What you are asked to do
Could you reproduce each of the items below line for line, with no changes?

** start of Material shown **

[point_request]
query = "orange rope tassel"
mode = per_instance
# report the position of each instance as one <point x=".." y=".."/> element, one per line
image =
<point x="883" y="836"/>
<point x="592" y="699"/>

** end of Material shown **

Exercise response
[point_request]
query = "orange rope tassel"
mode = per_instance
# report the position of each instance as one <point x=".." y=".."/> element, one per line
image =
<point x="883" y="836"/>
<point x="592" y="699"/>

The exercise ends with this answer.